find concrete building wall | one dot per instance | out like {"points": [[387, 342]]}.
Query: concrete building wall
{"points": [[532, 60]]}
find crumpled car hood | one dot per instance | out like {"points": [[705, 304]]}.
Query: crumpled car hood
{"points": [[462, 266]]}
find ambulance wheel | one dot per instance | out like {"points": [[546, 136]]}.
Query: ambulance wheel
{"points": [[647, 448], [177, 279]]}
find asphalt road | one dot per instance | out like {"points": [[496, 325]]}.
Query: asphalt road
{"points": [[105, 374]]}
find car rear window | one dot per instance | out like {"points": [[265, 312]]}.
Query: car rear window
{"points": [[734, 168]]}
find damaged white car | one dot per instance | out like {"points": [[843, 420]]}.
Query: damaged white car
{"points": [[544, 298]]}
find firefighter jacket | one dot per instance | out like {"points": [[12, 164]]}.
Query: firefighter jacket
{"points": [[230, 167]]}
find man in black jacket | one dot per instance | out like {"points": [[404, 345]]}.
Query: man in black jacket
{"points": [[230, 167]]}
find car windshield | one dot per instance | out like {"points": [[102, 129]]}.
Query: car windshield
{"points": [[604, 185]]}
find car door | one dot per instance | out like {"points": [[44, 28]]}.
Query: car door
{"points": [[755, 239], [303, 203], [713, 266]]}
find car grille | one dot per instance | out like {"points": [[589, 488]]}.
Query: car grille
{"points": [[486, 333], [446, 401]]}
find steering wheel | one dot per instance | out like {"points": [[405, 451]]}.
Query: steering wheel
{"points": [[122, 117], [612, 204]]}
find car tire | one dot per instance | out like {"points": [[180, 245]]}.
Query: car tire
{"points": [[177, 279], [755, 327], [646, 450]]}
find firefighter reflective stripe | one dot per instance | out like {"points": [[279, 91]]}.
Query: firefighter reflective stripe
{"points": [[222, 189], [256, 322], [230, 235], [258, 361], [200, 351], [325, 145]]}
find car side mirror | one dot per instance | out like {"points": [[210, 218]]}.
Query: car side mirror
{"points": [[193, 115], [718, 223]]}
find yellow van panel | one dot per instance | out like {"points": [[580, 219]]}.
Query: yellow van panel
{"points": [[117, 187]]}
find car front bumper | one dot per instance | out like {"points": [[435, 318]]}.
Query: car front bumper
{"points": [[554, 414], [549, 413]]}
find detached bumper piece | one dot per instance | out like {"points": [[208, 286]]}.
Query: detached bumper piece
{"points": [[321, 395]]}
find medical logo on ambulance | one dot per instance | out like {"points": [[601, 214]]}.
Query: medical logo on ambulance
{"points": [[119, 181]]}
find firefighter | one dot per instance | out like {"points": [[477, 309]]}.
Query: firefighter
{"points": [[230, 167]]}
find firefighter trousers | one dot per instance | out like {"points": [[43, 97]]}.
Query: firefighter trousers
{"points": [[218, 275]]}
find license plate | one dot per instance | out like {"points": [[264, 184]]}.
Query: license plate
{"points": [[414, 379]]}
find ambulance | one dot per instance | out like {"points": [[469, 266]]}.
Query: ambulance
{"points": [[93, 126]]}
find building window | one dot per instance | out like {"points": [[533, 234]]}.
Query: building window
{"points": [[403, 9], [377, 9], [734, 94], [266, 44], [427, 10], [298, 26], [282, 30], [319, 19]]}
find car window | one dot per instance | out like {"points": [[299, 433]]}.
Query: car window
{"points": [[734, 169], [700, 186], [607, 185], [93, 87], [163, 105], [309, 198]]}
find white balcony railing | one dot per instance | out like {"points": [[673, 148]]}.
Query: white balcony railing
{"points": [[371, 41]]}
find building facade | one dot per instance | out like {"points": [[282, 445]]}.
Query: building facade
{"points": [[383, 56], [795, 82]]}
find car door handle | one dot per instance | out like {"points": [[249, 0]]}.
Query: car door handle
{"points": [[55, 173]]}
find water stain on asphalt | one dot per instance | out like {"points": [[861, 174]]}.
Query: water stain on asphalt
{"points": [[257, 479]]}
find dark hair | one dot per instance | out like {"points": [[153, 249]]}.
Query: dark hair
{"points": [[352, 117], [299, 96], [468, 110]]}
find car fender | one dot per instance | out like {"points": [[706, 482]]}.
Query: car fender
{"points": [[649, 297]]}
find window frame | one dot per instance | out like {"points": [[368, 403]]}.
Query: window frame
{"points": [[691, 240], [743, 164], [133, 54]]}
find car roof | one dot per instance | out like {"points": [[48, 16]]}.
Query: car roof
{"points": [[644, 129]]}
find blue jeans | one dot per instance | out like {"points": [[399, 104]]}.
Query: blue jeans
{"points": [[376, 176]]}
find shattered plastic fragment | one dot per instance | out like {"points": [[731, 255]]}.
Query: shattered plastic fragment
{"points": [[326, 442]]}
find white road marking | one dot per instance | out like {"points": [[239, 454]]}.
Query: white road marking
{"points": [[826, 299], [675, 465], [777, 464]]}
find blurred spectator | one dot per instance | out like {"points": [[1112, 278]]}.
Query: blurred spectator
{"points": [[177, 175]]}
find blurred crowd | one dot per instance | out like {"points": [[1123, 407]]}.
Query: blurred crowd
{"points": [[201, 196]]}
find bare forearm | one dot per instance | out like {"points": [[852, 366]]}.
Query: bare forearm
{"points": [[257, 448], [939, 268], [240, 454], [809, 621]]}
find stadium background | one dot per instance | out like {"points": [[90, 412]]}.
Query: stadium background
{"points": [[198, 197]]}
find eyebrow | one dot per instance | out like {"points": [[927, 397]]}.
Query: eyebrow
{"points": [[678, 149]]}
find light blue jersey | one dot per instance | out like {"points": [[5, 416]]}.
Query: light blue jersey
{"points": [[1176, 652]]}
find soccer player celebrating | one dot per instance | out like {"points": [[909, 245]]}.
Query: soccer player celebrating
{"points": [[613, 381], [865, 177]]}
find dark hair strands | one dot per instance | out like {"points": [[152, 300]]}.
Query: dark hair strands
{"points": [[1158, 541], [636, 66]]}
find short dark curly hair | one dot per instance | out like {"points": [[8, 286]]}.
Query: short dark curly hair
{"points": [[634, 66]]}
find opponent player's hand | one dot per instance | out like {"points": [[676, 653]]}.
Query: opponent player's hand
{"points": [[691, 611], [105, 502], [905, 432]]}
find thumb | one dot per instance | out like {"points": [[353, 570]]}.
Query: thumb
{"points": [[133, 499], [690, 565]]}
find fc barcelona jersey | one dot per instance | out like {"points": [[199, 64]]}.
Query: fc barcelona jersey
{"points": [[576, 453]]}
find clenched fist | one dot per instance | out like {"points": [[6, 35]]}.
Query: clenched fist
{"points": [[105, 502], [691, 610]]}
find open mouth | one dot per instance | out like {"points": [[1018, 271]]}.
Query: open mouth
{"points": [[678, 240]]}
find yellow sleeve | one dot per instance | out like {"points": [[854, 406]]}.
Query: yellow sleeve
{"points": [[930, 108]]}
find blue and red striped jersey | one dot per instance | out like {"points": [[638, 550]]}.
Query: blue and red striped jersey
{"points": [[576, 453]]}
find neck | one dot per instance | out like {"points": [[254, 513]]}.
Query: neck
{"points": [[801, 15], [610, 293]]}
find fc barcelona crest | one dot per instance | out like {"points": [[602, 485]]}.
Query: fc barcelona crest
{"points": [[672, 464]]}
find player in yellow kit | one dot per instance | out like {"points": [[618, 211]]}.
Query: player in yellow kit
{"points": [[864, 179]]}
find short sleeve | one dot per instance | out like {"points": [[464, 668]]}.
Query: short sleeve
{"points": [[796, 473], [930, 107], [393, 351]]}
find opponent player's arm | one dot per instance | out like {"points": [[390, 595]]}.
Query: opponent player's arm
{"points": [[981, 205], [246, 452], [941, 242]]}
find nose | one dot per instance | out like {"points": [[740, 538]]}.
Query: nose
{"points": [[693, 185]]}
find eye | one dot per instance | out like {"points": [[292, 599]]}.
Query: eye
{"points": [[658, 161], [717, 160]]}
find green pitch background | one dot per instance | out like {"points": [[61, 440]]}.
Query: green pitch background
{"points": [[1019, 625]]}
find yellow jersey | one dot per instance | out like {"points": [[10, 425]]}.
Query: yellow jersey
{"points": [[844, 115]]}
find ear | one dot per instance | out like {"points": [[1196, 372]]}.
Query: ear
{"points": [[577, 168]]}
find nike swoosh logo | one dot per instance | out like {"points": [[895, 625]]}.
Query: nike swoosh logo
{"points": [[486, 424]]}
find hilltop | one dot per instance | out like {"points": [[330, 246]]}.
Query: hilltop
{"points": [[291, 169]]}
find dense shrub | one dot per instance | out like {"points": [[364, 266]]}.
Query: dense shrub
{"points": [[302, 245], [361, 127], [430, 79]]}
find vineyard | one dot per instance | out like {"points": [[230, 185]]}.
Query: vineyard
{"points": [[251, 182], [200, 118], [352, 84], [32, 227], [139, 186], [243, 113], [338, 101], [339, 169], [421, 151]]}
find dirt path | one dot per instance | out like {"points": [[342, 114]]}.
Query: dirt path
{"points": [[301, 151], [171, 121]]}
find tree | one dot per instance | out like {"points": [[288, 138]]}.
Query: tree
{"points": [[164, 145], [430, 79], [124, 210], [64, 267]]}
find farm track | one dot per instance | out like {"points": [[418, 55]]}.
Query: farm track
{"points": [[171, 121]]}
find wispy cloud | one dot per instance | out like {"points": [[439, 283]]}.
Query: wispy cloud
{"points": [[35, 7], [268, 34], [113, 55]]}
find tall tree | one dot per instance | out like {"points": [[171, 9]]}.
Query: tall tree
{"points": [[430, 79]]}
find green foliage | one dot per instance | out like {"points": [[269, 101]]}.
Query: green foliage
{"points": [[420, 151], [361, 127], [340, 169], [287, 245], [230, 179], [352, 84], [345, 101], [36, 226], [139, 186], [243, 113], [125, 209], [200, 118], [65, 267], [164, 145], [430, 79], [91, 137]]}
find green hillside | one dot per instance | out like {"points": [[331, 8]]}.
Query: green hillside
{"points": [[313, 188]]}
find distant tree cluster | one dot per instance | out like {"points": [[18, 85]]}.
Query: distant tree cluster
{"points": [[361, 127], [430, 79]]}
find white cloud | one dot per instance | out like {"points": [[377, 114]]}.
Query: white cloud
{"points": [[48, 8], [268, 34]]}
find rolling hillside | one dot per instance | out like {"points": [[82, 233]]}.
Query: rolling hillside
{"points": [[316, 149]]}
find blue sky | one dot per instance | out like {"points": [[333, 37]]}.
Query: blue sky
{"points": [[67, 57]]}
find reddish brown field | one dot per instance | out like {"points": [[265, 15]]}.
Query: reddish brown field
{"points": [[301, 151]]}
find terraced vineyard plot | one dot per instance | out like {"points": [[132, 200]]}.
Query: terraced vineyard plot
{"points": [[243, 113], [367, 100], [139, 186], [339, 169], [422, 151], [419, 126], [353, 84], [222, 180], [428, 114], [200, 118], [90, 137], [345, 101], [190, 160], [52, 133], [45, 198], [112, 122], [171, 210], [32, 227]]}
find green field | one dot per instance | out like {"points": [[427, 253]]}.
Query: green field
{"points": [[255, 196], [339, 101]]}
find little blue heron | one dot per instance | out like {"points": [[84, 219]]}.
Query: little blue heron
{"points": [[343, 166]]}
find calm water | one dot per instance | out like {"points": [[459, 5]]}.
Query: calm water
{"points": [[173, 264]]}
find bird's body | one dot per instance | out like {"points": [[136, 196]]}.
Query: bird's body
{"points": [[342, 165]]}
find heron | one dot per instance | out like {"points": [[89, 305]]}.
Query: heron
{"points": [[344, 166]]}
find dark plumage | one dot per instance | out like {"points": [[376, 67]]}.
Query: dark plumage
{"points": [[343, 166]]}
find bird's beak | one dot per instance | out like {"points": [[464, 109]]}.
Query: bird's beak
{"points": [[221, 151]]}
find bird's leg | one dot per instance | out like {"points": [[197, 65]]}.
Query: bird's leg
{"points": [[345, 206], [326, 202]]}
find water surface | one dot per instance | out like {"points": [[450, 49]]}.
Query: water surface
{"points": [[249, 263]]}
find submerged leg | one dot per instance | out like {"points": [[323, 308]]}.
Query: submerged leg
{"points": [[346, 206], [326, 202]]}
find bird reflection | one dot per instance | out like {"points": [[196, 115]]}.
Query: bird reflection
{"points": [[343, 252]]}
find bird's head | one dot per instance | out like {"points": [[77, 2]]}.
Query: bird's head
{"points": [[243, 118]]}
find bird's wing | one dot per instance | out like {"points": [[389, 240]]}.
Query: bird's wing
= = = =
§ **REQUEST**
Repeat precisely the lines of the data starting at the one containing "find bird's leg", last line included.

§ **COMPLETED EXERCISE**
find bird's leg | one dot per instance | out like {"points": [[197, 65]]}.
Query: bird's leg
{"points": [[345, 206], [326, 202]]}
find water surface | one dot per instance | out like {"points": [[450, 49]]}.
Query: water surface
{"points": [[249, 263]]}
find submerged leg | one dot per instance | out like {"points": [[323, 308]]}.
Query: submerged leg
{"points": [[346, 206], [326, 202]]}
find bird reflection | one dot per instance | out like {"points": [[196, 115]]}.
Query: bird reflection
{"points": [[343, 252]]}
find bird's head | one dot per instance | out like {"points": [[77, 2]]}.
Query: bird's head
{"points": [[243, 118]]}
find bird's wing | one dot per instance | out like {"points": [[389, 240]]}.
Query: bird's wing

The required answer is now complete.